Copy each of the records below word for word.

===== LISTED ENTRIES

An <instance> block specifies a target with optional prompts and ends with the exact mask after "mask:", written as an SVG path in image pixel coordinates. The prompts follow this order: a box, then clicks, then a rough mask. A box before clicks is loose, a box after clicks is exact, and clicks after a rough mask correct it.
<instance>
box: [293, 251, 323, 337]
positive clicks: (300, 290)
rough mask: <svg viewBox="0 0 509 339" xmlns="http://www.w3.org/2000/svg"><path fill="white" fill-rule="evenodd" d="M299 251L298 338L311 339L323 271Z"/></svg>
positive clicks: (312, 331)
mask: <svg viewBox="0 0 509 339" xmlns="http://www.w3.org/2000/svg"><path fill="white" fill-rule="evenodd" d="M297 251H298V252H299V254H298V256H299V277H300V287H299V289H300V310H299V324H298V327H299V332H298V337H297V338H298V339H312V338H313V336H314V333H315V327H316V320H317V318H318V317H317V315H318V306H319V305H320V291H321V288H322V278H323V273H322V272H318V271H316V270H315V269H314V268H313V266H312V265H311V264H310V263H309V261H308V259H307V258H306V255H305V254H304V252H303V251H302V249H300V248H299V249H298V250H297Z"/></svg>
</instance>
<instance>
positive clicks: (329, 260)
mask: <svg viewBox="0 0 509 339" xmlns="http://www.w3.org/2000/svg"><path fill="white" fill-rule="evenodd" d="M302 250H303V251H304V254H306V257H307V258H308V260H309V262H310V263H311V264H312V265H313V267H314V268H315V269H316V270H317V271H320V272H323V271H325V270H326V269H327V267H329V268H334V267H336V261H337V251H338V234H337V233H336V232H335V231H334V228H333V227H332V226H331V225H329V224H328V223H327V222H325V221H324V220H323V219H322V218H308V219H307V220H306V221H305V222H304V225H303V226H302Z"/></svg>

==========

» ANSWER BELOW:
An <instance> block specifies a target with optional prompts and ends with the exact mask after "mask:", written as an SVG path in image pixel coordinates. The prompts follow this order: a box, then clicks, then a rough mask. A box before clicks is loose, a box after clicks is exact, and clicks after a rough mask correct it.
<instance>
box: [293, 251, 323, 337]
positive clicks: (300, 290)
rough mask: <svg viewBox="0 0 509 339" xmlns="http://www.w3.org/2000/svg"><path fill="white" fill-rule="evenodd" d="M299 251L298 338L311 339L323 271Z"/></svg>
positive clicks: (312, 331)
mask: <svg viewBox="0 0 509 339" xmlns="http://www.w3.org/2000/svg"><path fill="white" fill-rule="evenodd" d="M297 251H298V252H299V254H298V256H299V277H300V287H299V289H300V310H299V324H298V327H299V332H298V337H297V338H298V339H312V338H313V336H314V333H315V327H316V320H317V318H318V317H317V315H318V306H319V305H320V291H321V288H322V278H323V273H322V272H318V271H316V270H315V269H314V268H313V266H312V265H311V264H310V263H309V261H308V259H307V258H306V255H305V254H304V252H303V251H302V249H300V248H299V249H298V250H297Z"/></svg>
</instance>
<instance>
positive clicks: (329, 260)
mask: <svg viewBox="0 0 509 339" xmlns="http://www.w3.org/2000/svg"><path fill="white" fill-rule="evenodd" d="M302 250H303V251H304V254H306V257H307V258H308V260H309V262H310V263H311V264H312V265H313V267H314V268H315V269H316V270H317V271H320V272H323V271H325V270H326V269H327V267H329V268H334V267H336V261H337V251H338V234H337V233H336V232H335V231H334V228H333V227H332V226H331V225H329V224H328V223H327V222H325V221H324V220H323V219H322V218H308V219H307V220H306V221H305V222H304V225H303V226H302Z"/></svg>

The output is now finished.